### REQUIREMENTS
Write out every one of the following entries verbatim, line for line, with no changes.

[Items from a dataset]
▽
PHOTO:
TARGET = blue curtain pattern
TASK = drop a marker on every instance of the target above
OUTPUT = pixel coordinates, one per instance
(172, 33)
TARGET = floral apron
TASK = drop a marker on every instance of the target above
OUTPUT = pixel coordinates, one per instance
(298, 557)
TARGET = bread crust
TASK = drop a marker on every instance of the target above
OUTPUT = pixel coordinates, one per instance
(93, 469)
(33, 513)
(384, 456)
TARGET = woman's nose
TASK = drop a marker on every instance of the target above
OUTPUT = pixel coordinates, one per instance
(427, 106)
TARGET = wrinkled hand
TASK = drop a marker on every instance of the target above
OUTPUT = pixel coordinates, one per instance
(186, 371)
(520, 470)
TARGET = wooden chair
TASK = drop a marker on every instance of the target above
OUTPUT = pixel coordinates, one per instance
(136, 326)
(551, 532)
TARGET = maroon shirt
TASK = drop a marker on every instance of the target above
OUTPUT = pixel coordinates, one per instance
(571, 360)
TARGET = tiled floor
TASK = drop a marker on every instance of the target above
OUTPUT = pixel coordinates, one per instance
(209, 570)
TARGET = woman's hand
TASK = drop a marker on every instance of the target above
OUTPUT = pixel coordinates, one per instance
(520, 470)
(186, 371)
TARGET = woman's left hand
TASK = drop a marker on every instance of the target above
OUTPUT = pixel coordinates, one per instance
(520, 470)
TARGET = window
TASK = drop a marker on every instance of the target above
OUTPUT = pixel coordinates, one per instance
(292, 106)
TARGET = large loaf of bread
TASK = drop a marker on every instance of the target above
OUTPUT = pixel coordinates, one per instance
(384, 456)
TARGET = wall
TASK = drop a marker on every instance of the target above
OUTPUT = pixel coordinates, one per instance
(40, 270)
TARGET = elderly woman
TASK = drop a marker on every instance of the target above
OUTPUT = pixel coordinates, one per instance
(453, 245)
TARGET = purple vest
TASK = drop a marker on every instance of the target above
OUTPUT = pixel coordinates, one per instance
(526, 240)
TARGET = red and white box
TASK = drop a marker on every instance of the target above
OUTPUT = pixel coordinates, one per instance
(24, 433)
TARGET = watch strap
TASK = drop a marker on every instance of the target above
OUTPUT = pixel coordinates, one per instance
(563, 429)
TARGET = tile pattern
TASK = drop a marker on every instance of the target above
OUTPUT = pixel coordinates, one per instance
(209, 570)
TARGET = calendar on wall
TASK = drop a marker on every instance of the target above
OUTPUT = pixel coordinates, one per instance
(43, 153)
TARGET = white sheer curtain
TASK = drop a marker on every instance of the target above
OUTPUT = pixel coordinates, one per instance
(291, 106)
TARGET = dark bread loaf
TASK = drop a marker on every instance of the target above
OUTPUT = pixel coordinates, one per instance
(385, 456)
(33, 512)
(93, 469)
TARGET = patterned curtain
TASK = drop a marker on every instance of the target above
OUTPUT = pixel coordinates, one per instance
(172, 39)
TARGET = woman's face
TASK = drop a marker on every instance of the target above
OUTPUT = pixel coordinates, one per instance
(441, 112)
△
### RESPONSE TO THIS TASK
PHOTO:
TARGET = blue curtain pattern
TASK = drop a marker on every instance of the target above
OUTPUT = pixel coordinates, one per instance
(172, 33)
TARGET = floral apron
TASK = drop a marker on every instance of the target above
OUTPUT = pixel coordinates, one per instance
(298, 557)
TARGET = bread crust
TASK = drop a marker on every instance of the target above
OUTPUT = pixel coordinates, one per instance
(93, 469)
(33, 513)
(384, 456)
TARGET = woman's nose
TASK = drop a marker on every instance of the target above
OUTPUT = pixel coordinates, one per instance
(427, 106)
TARGET = wrinkled hand
TASK = drop a marker on every instance of the target above
OUTPUT = pixel coordinates, one per instance
(186, 371)
(520, 470)
TARGET = wooden chair
TASK = drop a marker on every instance of the target above
OUTPUT = pixel coordinates, one per instance
(136, 326)
(551, 532)
TARGET = maroon shirt
TASK = drop a marker on every instance of the target above
OUTPUT = pixel coordinates, one per instance
(571, 360)
TARGET = tiled floor
TASK = drop a marker on every instance of the target above
OUTPUT = pixel coordinates, one per instance
(209, 570)
TARGET = woman's hand
TASK = drop a marker on every instance of the target above
OUTPUT = pixel coordinates, one per instance
(520, 470)
(186, 371)
TARGET = woman's left hand
TASK = drop a marker on every instance of the target above
OUTPUT = pixel coordinates, one per instance
(520, 470)
TARGET = window
TASK = drop a marker on every instance of the target above
OUTPUT = pixel coordinates, one per instance
(292, 106)
TARGET = large loaf of bread
TASK = drop a marker on every instance of the target above
OUTPUT = pixel coordinates, one per instance
(384, 456)
TARGET = wall
TASK = drop a marker on every instance of the target above
OUTPUT = pixel coordinates, one per instance
(40, 270)
TARGET = elderly woman
TASK = drop a marker on every instance of the target above
OUTPUT = pixel coordinates, one per instance
(453, 245)
TARGET = purple vest
TASK = drop a marker on every instance of the target above
OUTPUT = pixel coordinates, one per instance
(526, 240)
TARGET = red and white box
TASK = drop a marker on every instance of the target above
OUTPUT = pixel coordinates, one per instance
(24, 433)
TARGET = watch strap
TASK = drop a marker on every instance of the target above
OUTPUT = pixel coordinates, one per instance
(563, 429)
TARGET = tile pattern
TASK = drop a marker on every instance of the target above
OUTPUT = pixel coordinates, one per instance
(209, 570)
TARGET = calendar on wall
TASK = drop a marker on every instance of the target above
OUTPUT = pixel coordinates, one per instance
(43, 153)
TARGET = white sheer curtain
TASK = drop a marker on every instance of the target above
OUTPUT = pixel coordinates, one per instance
(291, 106)
TARGET = dark bread loaf
TASK = drop a marker on every instance of the target above
OUTPUT = pixel coordinates, one per instance
(385, 456)
(33, 512)
(93, 469)
TARGET = patterned curtain
TASK = drop a marker on every instance of the target above
OUTPUT = pixel coordinates, one per instance
(172, 39)
TARGET = woman's face
TASK = drop a marker on every instance of the target above
OUTPUT = pixel coordinates, one per instance
(441, 112)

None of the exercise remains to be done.